Texte extrait.
⟨
Il en ira de même pour l’Iran, j’en suis plus que convaincu. Comme beaucoup d’Iraniens, je suis réfractaire au totalitarisme religieux. Malheureusement, Trump va le renforcer. On peut s’attendre à ce que Rohani, qui avait tout misé sur l’accord nucléaire avec les Américains, soit balayé à la prochaine élection au profit de bien plus « conservateurs » (c’est-à-dire religieusement « bienpensants » ou « mieux-pensants ») que lui (d’autant qu’il n’y a pas que l’aspect religieux : en Iran, l’Etat contrôle plus de 50% de l’économie et de nombreux produits de première nécessité sont subventionnés : le programme de Rohani faisait le pari qu’en ouvrant l’économie et en la « libéralisant », donc en privilégiant l’économique au social, on aurait une amélioration de la vie des Iraniens ; du coup, ce programme risque de tomber à l’eau).

7/ Pour le moment, tout le monde temporise. Rohani, pris de cours par la fermeture américaine, essaie de sauver l’accord nucléaire avec les autres (et par la même occasion, sa position). L’ayatollah Khamenei attend pour voir. Les Européens attendant aussi : ils ne peuvent rien faire si ce n’est espérer, Trump n’étant pas éternel, que son successeur sera animé de meilleurs sentiments. Les Russes et les Chinois comptent les points et attendent, eux aussi, leur heure. Israël et l’Arabie saoudite sont les seuls à ce réjouir de la décision de Trump.

8/ Les Iraniens vont-t-ils reprendre leur programme nucléaire militaire?

Sans doute pas tout de suite (ils vont vouloir montrer que, eux, tiennent leurs engagements), mais à terme, cela est logique car nécessaire à leur sécurité. D’ailleurs, l’accord signé par Rohani ne faisait pas l’unanimité. Certains auraient préféré que le pays se dote le plus vite possible de la bombe en dépit des risques encourus dans la période délicate de l’avant-bombe : pas seulement les sanctions, mais, comme cela s’est déjà produit, attaques clandestines israélo-américaines contre le programme nucléaire (sabotage par attaques informatiques et assassinats ciblés d’ingénieurs travaillant sur le projet) et même guerre préventive israélienne et/ou saoudienne.
⟩
Données fournies.
⟨
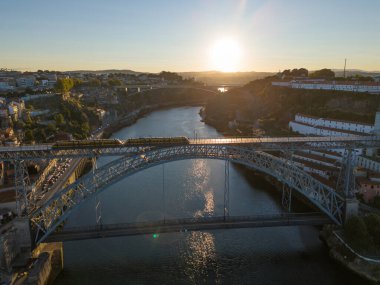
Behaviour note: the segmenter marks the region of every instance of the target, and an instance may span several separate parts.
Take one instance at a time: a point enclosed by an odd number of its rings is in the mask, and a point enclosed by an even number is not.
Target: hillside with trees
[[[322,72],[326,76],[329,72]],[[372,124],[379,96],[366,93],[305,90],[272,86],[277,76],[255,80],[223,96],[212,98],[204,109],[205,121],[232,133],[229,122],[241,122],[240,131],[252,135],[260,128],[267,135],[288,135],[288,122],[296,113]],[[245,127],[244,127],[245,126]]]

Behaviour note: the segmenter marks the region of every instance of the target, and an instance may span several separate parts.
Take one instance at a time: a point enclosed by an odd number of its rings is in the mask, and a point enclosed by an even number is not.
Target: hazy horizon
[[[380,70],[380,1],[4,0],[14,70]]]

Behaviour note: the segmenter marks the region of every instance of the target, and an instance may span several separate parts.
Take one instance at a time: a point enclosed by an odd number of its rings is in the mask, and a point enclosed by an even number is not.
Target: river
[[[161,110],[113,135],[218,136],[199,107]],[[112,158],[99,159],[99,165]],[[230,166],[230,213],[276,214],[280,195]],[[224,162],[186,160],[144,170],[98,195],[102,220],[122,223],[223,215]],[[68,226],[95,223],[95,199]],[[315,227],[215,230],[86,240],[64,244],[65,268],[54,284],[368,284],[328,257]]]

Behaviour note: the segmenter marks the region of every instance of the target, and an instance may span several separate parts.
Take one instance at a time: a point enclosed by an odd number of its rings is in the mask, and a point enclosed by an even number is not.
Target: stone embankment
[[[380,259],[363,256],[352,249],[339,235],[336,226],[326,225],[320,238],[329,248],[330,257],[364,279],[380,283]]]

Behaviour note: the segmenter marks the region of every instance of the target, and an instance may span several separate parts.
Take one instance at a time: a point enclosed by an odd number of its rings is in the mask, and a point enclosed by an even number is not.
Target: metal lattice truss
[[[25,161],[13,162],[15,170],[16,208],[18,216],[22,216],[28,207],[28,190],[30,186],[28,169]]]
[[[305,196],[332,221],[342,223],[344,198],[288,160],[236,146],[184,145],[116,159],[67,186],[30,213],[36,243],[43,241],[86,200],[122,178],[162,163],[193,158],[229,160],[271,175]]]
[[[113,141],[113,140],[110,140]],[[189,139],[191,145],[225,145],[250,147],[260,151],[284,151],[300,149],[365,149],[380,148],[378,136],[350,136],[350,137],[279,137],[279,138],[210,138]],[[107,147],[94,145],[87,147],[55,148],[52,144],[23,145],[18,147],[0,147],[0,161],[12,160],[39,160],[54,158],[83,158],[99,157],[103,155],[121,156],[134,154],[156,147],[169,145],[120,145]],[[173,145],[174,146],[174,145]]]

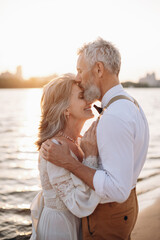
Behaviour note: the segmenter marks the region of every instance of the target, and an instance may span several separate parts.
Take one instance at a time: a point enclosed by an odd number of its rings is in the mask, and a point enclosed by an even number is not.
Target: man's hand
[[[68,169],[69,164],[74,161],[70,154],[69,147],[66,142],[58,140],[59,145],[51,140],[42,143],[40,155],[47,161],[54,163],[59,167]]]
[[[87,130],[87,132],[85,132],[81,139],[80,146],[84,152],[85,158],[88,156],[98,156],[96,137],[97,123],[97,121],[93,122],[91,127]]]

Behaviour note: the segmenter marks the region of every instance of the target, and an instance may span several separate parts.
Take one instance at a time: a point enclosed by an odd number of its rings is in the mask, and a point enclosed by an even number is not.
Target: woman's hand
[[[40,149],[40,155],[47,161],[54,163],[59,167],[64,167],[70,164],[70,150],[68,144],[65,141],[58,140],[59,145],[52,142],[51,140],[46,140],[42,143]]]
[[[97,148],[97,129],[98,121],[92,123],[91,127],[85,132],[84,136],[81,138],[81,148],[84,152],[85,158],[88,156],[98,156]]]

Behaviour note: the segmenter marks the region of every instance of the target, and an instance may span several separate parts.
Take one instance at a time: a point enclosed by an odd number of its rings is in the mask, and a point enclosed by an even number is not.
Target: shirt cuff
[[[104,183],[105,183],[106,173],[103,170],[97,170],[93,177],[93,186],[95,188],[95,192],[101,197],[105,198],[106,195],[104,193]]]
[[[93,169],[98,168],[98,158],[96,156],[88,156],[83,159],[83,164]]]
⟩
⟨
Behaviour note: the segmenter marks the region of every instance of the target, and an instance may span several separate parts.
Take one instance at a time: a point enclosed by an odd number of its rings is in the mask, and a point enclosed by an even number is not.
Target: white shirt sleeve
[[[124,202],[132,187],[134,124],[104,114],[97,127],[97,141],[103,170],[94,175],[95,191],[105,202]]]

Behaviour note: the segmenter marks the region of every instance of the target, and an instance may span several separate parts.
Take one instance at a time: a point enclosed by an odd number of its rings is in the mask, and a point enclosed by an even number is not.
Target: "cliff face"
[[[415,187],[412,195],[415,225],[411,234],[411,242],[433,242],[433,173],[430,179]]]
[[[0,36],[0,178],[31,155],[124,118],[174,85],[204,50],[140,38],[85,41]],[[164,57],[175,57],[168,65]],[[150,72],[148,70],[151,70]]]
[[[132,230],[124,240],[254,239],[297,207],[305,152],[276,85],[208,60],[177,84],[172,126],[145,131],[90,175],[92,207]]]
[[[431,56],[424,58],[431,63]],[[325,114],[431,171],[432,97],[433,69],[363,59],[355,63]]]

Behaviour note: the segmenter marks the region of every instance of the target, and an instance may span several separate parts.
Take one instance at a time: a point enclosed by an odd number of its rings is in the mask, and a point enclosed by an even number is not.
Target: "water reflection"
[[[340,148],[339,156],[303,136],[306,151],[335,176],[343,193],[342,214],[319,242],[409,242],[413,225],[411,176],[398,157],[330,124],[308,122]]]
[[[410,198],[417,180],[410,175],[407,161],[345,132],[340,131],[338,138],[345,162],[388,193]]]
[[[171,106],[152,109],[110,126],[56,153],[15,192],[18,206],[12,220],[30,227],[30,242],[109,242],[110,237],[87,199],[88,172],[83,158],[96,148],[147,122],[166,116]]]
⟩
Énoncé de l'exercice 1. Transcrivez le passage du texte sur l'accord nucléaire iranien, de « 8/ Les Iraniens » à « israélienne et/ou saoudienne. ».
Énoncé de l'exercice 2. Écrivez la suite du texte consacré à l'accord nucléaire iranien, en reprenant après sa dernière phrase.
Le matériel n'a aucun lien avec le texte.

Réponse finale 1.
8/ Les Iraniens vont-t-ils reprendre leur programme nucléaire militaire?

Sans doute pas tout de suite (ils vont vouloir montrer que, eux, tiennent leurs engagements), mais à terme, cela est logique car nécessaire à leur sécurité. D’ailleurs, l’accord signé par Rohani ne faisait pas l’unanimité. Certains auraient préféré que le pays se dote le plus vite possible de la bombe en dépit des risques encourus dans la période délicate de l’avant-bombe : pas seulement les sanctions, mais, comme cela s’est déjà produit, attaques clandestines israélo-américaines contre le programme nucléaire (sabotage par attaques informatiques et assassinats ciblés d’ingénieurs travaillant sur le projet) et même guerre préventive israélienne et/ou saoudienne.

Réponse finale 2.
A terme, il est évident que seule la détention de l’arme nucléaire constituerait l’ « assurance tous-risques » contre une agression extérieure. L’exemple de la petite Corée du Nord, sauvée d’une agression américaine et même considérée en fin de compte comme un interlocuteur presque d’égal à égal par le géant américain, est là pour le prouver.

J’ai personnellement toujours pensé que le traité de non-prolifération, qui interdit en théorie l’accès à l’arme nucléaire pour tout pays autre que les cinq « grands » (US, RU, CH, GB, FR), membres initiaux et autorisés du « club » atomique et « gendarmes du monde » en vertu de la charte de l’ONU (ce sont les membres permanents du Conseil de Sécurité), n’était plus viable à partir du moment où un nouveau pays était, de fait, autorisé à rejoindre le club. Or, l’Inde et le Pakistan se sont dotés de l’arme nucléaire il y a déjà vingt ans  (les deux ont procédé à leur premier essai en 1998) : la « communauté internationale », comme on dit, a exprimé sa mauvaise humeur en boycottant pendant quelques mois les visites ministérielles puis tout est entré dans l’ordre. Pis, Israël a la bombe atomique (probablement avec l’aide américaine et, en tout cas, l’aval de Washington ; en voulant faire une exception pour Israël, les Etats-Unis ont de fait tué le traité TNP) sans doute depuis 1979 (détention avérée mais jamais avouée officiellement). Enfin, la Corée du Nord l’a depuis 2006 (elle n’est devenue probablement opérationnelle que depuis peu).

Deux remarques. La première est que, de fait, et paradoxalement, cette arme de l’apocalypse est devenue une arme de paix parce qu’apocalyptique. Depuis les terribles bombes américaines sur Hiroshima et Nagasaki, aucun pays ne l’a plus utilisée, même au plus fort de la guerre froide. L’Inde et le Pakistan, qui avaient eu trois guerres meurtrières après 1948, date de leur création sur les décombres de l’ancien empire britannique des Indes, sont maintenant en paix. On peut dire grâce à leurs bombes.

Les défenseurs du TNP sont assurément pleins de bonnes intentions : moins il y aura de puissances nucléaires, moins il y aura un risque d’accident.

Fort bien. Mais par quelle logique, par quelle légitimité, autoriser, de fait, Israël à avoir la bombe et pas l’Iran ? Et comment empêcher un jour d’autres d’avoir la leur : Arabie saoudite, Turquie, mais aussi Japon et d’autres ? Comment être considéré comme une grande puissance sans la bombe atomique ? Les réponses sont évidentes : si un pays, qui a la technologie, veut vraiment avoir sa bombe, on pourra lui rendre la vie compliquée pendant quelque temps, mais, au final, on entérinera (il y a d’autres éléments de la puissance, évidemment, notamment l’économie, mais, si la bombe n’est pas une condition suffisante de puissance, il n’est pas réaliste de dire qu’elle n’en est pas une condition nécessaire : dans un monde dangereux, le PIB est important, mais l’armée l’est aussi).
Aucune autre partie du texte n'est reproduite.